### DATA PROVIDED
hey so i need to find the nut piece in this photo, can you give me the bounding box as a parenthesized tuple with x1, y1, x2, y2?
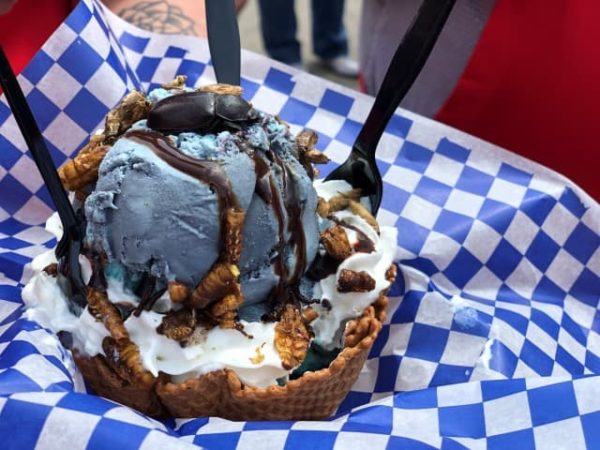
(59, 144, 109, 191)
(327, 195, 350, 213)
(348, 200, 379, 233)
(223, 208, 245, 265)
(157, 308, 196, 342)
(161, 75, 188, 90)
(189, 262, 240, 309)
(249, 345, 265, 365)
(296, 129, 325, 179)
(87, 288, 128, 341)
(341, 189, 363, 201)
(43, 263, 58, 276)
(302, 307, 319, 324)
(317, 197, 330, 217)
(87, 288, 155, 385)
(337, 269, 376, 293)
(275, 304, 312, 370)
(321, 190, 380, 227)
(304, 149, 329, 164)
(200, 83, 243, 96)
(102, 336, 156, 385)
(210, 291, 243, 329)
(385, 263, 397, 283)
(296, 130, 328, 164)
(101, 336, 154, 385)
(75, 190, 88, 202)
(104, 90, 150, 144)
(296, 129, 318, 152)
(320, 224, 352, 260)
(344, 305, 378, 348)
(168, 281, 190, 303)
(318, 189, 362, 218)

### PROMPT
Without the pictures, write out every entry precisely as it appears.

### RESPONSE TO THE EXERCISE
hey so i need to find the nut piece in this photo, can you give me the bounding box as a parenthesized tuple with x1, y1, x2, y2?
(59, 144, 109, 191)
(327, 195, 350, 213)
(348, 200, 379, 233)
(223, 208, 245, 265)
(157, 308, 196, 342)
(161, 75, 188, 90)
(189, 262, 240, 309)
(249, 345, 265, 365)
(296, 129, 325, 179)
(87, 288, 128, 341)
(341, 189, 363, 201)
(43, 263, 58, 276)
(302, 307, 319, 324)
(317, 197, 330, 217)
(87, 288, 155, 385)
(337, 269, 376, 293)
(275, 304, 312, 370)
(321, 190, 380, 227)
(304, 149, 329, 164)
(200, 83, 243, 96)
(102, 336, 156, 385)
(210, 291, 243, 329)
(385, 263, 397, 283)
(296, 130, 328, 164)
(101, 336, 154, 385)
(75, 190, 88, 202)
(104, 90, 150, 144)
(296, 129, 318, 152)
(320, 224, 352, 260)
(344, 305, 378, 348)
(168, 281, 190, 303)
(318, 189, 362, 218)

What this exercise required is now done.